(What to do) Copy word for word the part of the entries that opens with the line containing "Where can the man standing" and closes with the line containing "<point>256,421</point>", both of those lines included.

(Material for this exercise)
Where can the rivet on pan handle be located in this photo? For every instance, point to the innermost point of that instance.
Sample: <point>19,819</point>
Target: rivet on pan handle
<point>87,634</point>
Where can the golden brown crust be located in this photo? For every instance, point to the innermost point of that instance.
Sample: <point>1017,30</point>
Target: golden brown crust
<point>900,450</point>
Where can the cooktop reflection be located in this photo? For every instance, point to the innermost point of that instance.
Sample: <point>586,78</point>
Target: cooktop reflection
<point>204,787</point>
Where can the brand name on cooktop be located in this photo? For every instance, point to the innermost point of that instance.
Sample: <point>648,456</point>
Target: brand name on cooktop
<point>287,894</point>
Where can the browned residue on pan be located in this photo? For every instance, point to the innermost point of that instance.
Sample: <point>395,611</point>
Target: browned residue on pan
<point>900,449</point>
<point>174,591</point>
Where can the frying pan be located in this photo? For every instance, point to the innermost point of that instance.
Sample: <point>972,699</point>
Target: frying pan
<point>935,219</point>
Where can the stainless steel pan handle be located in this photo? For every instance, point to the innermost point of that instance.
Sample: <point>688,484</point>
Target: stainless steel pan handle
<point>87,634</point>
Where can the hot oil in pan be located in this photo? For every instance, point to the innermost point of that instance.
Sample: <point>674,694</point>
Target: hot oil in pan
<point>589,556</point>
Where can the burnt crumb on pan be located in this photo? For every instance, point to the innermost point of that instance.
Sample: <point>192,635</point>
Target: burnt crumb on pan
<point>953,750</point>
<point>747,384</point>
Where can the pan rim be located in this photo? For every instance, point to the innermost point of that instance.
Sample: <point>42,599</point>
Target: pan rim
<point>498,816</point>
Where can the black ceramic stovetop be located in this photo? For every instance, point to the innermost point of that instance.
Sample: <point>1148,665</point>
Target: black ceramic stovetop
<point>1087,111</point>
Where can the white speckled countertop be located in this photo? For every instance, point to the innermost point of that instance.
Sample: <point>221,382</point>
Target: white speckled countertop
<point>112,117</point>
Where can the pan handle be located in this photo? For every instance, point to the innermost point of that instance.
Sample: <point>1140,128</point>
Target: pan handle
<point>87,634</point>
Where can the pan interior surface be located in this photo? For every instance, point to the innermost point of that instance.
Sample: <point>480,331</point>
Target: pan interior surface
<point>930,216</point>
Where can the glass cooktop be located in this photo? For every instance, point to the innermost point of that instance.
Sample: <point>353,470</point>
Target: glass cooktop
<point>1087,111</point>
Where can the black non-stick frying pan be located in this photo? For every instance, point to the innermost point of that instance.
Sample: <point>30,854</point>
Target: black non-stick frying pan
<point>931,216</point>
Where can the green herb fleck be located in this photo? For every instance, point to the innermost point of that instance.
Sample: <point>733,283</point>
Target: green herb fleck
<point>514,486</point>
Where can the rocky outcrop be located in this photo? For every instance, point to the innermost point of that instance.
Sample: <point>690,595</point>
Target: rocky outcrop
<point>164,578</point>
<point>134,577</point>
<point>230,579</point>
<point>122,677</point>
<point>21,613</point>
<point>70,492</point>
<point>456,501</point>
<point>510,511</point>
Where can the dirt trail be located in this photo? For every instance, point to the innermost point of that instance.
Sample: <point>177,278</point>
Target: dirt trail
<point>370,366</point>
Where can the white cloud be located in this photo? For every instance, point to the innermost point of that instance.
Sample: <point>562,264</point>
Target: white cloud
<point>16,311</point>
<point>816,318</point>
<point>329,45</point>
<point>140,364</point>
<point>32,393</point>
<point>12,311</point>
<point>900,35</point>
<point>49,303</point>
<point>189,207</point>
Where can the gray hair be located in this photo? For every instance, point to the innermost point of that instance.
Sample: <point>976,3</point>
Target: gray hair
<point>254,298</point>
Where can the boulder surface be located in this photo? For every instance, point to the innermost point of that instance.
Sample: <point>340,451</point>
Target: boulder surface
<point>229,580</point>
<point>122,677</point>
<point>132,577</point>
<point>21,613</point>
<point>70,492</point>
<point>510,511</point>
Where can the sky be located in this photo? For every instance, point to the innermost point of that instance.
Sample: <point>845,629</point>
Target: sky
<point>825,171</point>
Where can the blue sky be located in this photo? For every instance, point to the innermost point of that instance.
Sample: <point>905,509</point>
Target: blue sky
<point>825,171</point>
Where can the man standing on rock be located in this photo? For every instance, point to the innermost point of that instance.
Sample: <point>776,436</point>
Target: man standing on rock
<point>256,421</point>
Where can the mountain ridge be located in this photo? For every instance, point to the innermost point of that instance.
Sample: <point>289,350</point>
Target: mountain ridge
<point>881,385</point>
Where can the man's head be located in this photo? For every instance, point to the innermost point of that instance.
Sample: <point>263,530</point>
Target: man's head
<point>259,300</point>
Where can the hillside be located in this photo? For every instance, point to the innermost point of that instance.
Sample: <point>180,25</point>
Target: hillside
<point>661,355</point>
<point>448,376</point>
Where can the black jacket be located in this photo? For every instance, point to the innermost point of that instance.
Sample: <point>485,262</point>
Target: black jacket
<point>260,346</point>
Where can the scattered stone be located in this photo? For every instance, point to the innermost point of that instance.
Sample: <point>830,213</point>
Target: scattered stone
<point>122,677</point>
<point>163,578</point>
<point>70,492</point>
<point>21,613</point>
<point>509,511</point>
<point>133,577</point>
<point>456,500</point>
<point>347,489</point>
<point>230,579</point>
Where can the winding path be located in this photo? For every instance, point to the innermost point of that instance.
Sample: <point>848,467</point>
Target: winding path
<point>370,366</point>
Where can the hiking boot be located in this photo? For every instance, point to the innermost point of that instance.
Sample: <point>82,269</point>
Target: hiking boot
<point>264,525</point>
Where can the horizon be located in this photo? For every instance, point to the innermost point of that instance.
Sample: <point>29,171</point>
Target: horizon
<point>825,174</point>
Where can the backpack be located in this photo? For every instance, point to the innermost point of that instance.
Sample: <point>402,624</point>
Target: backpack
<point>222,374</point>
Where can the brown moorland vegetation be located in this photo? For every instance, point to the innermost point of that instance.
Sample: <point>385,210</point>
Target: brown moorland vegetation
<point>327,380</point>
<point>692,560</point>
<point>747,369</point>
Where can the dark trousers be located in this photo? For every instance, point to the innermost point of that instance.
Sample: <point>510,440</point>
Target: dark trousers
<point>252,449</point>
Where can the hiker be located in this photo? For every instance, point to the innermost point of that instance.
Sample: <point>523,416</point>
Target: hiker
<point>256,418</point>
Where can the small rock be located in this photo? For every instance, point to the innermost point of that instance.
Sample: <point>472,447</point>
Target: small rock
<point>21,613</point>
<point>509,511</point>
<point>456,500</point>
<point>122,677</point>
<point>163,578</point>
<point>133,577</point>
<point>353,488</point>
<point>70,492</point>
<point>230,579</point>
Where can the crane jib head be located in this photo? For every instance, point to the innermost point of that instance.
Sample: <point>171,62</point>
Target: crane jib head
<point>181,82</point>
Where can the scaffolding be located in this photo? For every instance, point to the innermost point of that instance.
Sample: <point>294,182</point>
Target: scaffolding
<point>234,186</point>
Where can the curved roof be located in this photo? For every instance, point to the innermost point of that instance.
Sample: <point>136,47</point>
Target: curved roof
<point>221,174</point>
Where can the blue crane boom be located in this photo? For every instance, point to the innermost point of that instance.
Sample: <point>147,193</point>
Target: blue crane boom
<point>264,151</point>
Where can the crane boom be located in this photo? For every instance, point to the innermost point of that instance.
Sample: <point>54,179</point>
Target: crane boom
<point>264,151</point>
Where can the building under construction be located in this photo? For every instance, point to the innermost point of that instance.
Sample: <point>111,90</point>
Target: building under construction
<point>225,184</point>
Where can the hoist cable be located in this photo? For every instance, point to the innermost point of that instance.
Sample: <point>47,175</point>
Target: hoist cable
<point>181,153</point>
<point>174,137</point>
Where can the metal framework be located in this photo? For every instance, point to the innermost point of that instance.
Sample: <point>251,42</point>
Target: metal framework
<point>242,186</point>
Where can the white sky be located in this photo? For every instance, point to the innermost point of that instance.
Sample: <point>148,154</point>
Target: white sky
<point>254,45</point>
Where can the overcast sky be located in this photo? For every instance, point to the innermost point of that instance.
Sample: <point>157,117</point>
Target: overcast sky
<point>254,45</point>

(Response to this task)
Where can the man standing on rock be located in this photo? For every instance, point to the innermost point of that instance.
Sample: <point>776,436</point>
Target: man standing on rock
<point>256,421</point>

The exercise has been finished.